• EXERCISE DIRECTIONS:
Both the line containing "Locate the tree" and the last line of the listing are included: write out exactly the lines from one to the other.

— Begin MATERIAL SHOWN —

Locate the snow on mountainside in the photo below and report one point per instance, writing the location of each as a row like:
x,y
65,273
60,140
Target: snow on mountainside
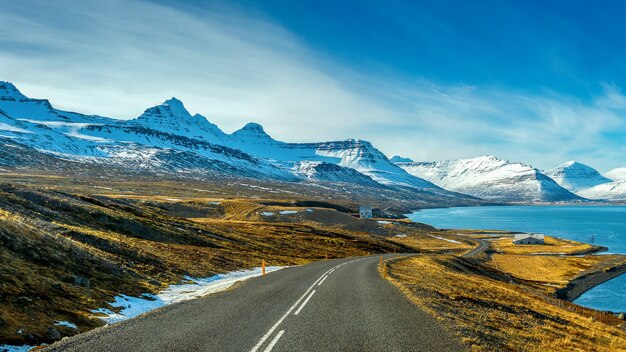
x,y
166,138
173,118
613,191
491,178
355,154
19,106
321,171
618,174
575,176
399,159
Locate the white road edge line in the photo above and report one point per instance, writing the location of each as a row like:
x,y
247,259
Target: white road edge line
x,y
304,303
271,345
271,330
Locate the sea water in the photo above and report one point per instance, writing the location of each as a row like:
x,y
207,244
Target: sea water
x,y
602,225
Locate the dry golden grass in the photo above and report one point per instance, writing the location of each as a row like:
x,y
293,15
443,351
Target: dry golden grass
x,y
490,314
132,246
551,271
552,245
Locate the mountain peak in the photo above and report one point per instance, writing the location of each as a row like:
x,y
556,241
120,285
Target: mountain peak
x,y
253,126
576,176
399,159
8,91
252,130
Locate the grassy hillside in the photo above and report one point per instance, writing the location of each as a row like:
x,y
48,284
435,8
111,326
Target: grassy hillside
x,y
63,254
491,313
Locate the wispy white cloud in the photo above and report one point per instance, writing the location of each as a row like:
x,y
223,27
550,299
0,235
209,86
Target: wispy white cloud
x,y
116,58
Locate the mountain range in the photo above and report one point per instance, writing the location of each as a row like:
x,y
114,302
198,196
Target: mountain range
x,y
166,140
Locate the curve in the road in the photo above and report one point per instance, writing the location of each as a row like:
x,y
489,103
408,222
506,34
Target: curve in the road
x,y
337,305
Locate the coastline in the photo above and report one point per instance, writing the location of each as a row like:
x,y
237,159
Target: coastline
x,y
578,286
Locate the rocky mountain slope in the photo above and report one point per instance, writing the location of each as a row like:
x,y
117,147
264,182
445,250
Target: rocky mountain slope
x,y
575,176
618,174
167,140
491,178
612,191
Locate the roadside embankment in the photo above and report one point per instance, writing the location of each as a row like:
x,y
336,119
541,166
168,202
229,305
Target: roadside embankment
x,y
576,287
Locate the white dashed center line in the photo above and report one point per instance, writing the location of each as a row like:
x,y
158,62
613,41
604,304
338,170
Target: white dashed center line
x,y
304,303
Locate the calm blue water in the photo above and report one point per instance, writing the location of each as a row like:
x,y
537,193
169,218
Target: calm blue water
x,y
606,223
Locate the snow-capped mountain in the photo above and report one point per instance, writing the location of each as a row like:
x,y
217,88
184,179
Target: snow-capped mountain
x,y
618,174
575,176
399,159
359,155
491,178
167,140
172,117
613,191
322,171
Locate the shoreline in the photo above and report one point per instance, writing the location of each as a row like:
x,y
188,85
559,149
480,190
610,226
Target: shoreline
x,y
578,286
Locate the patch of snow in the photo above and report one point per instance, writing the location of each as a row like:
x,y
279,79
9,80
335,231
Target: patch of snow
x,y
10,348
134,306
575,176
65,323
7,127
444,239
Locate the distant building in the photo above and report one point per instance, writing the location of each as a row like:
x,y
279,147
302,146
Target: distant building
x,y
365,212
529,238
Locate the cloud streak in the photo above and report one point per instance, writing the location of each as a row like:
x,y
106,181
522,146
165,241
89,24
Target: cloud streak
x,y
116,58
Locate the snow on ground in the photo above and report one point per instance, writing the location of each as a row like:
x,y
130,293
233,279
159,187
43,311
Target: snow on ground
x,y
9,348
196,288
444,239
65,323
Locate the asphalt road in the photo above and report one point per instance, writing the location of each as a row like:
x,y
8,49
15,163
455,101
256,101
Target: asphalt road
x,y
335,305
482,246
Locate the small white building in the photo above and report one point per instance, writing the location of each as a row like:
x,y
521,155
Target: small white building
x,y
365,212
529,238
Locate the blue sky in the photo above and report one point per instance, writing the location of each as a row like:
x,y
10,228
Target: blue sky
x,y
533,81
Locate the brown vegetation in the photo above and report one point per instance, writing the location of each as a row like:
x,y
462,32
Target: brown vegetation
x,y
491,314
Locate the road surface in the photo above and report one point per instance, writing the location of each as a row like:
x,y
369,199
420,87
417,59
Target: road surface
x,y
482,246
335,305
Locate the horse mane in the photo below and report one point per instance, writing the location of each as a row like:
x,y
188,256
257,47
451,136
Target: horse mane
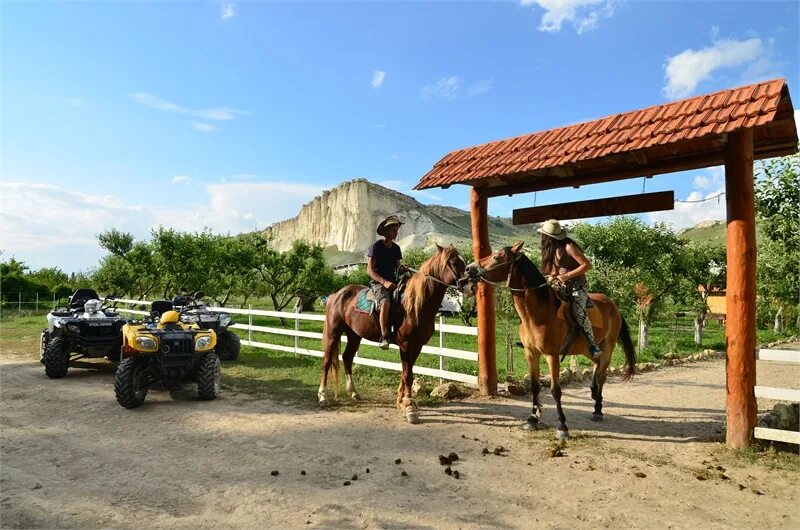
x,y
532,277
419,288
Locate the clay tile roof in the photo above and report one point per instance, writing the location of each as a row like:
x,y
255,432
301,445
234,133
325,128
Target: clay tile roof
x,y
688,121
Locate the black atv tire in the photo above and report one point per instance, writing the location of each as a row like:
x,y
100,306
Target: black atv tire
x,y
127,379
56,358
228,346
208,377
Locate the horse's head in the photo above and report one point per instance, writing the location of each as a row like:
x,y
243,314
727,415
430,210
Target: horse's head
x,y
494,268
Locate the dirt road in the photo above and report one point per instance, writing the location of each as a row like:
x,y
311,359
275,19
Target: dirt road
x,y
71,457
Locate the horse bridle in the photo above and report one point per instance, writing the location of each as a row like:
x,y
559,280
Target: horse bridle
x,y
481,271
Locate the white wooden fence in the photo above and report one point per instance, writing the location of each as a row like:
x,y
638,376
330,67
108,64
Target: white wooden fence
x,y
439,350
778,394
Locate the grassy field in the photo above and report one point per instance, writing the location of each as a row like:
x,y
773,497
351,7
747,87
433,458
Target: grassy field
x,y
295,378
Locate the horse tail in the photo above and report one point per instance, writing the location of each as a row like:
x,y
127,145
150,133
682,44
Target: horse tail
x,y
627,346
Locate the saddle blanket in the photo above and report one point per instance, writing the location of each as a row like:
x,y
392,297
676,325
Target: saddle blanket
x,y
594,314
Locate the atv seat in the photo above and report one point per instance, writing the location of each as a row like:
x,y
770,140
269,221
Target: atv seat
x,y
161,307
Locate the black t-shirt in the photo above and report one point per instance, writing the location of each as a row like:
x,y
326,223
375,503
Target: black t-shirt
x,y
385,259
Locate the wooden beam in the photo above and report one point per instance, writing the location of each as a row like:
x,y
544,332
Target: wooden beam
x,y
643,202
484,297
740,293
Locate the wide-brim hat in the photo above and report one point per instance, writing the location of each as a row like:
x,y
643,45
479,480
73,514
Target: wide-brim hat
x,y
553,228
386,223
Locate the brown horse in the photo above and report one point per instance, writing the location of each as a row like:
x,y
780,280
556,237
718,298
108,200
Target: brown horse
x,y
543,333
423,297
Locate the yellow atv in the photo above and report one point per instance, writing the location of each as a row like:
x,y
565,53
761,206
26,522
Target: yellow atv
x,y
161,352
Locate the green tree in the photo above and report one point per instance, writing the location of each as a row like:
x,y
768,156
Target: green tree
x,y
777,194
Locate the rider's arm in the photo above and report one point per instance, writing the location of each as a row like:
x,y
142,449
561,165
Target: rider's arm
x,y
584,265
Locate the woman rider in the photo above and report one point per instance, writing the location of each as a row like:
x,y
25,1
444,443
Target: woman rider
x,y
563,259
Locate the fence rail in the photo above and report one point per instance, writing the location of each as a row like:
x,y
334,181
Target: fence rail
x,y
250,328
778,394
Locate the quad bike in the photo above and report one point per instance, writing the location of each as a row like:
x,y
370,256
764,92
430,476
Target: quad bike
x,y
83,329
161,352
195,310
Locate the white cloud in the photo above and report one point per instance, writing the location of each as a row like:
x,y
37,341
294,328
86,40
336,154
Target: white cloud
x,y
453,87
584,15
74,102
181,179
32,226
378,76
226,11
684,71
709,183
204,127
215,114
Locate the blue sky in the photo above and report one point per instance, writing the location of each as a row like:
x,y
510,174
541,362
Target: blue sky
x,y
233,115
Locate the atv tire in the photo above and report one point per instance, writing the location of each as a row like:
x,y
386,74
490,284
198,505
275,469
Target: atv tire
x,y
129,383
208,377
228,346
56,358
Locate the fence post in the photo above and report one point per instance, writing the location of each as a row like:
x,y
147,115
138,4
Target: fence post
x,y
441,345
297,309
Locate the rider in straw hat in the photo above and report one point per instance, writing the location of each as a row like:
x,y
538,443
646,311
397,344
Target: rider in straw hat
x,y
563,259
384,259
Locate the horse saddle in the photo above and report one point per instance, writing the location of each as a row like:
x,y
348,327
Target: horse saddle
x,y
592,311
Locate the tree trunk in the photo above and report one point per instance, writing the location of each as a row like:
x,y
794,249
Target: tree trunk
x,y
698,330
778,320
644,338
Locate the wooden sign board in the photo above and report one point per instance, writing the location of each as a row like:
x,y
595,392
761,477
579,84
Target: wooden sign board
x,y
643,202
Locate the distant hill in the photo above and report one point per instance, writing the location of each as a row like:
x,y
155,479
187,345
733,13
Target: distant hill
x,y
343,220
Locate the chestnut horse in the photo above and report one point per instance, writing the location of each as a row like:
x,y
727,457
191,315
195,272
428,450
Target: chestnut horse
x,y
423,297
543,333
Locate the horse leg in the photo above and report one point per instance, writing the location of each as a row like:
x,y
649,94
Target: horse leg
x,y
331,340
408,405
353,341
536,405
598,380
562,433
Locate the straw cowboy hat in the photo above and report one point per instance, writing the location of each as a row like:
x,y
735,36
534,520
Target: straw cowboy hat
x,y
386,223
553,228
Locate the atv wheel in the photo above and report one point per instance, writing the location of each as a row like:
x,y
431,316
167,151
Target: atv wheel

— End MATERIAL SHOWN —

• THE RESULT:
Locate the tree trunk in the photo above and report one point per instance, writing the location of each as a row like:
x,y
794,249
Target: tree trunk
x,y
698,330
778,320
644,338
Locate the wooden sign board in the photo above and report one point per instance, writing the location of each as a row like:
x,y
595,392
761,477
579,84
Target: wooden sign board
x,y
643,202
Locate the distant hill in the photo above and report one point per instance, writing the location of each as a row like:
x,y
155,479
187,345
733,13
Target: distant hill
x,y
343,220
Locate the chestnut horse in the photo above and report one point per instance, writing the location of each as a row like:
x,y
727,457
191,315
195,272
428,450
Target: chestnut horse
x,y
423,297
543,333
Locate the horse leg in the photo above and report one point per instance, writing the location of each as a row like:
x,y
649,94
Target: horse leg
x,y
331,340
408,405
353,341
536,405
598,380
562,433
Locate the straw cowboy hat in the photo above and report one point per instance, writing the location of each as a row like:
x,y
735,36
534,520
Target: straw cowboy hat
x,y
386,223
553,228
Locate the atv wheel in the photo above and report one point per instance, writing the location of each as a row like:
x,y
431,316
167,151
Target: atv wheel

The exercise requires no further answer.